◆ KUTIPAN DOKUMEN
•••••
MAULID NABI SAW.: DARI SEREMONIAL MENUJU SPIRITUAL




Oleh: MA. Zuhurul Fuqohak


Sebentar lagi akan ada pagelaran Akbar di belahan daerah kaum muslim berada. Mulai dari yang modelnya kecil hingga besar-besaran. Dari yang ratusan ribu hingga ratusan juta rupiah. Riuh-rendah, gegap-gempita dan suka-cita nampak dalam satu bulan penuh. Bahkan ada yang hingga tanggal 35 pun masih senang menyelanggarakannya. Tentu saja, bisa karena Kyai yang diminta ngisi ceramah itu sudah terlalu padat jadwalnya. Atau pun karena memang hasil mufakat dari musyawarah warga yang menentukannya.

Yaitu peringatan hari kelahiran Nabi saw. Terlepas dari pro-kontra apa, siapa dan bagaimana permulaan event itu terjadi. Namun, menjadi realitas di belahan dunia yang mayoritas kaum muslimnya bahwa di bulan itu akan terasa berbeda dengan bulan-bulan lainnya. Rabi’ al-Awwal tepatnya.
•••••
◆ TUGAS YANG DIBERIKAN 1
Sebutkan setiap baris dalam daftar di bawah yang memuat kata "instance", dengan memperhatikan huruf besar dan kecil.
Artikel di atas dan daftar sesudahnya adalah bahan yang terpisah satu sama lain.

◆ INFORMASI YANG DIBERIKAN
•••••
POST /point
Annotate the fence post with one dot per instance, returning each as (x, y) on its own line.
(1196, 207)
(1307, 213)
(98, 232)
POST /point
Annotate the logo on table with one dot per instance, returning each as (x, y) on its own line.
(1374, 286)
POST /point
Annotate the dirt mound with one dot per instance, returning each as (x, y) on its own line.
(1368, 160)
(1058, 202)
•••••
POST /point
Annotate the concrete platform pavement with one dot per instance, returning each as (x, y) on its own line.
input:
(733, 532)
•••••
◆ TUGAS YANG DIBERIKAN 2
Menurut artikel tentang Maulid Nabi, bulan apa yang terasa berbeda dari bulan-bulan lainnya?

◆ JAWABAN TERTULIS 1
Annotate the fence post with one dot per instance, returning each as (x, y) on its own line.
Annotate the logo on table with one dot per instance, returning each as (x, y) on its own line.
Annotate the dirt mound with one dot per instance, returning each as (x, y) on its own line.
Annotate the concrete platform pavement with one dot per instance, returning each as (x, y) on its own line.

◆ JAWABAN TERTULIS 2
Rabi’ al-Awwal.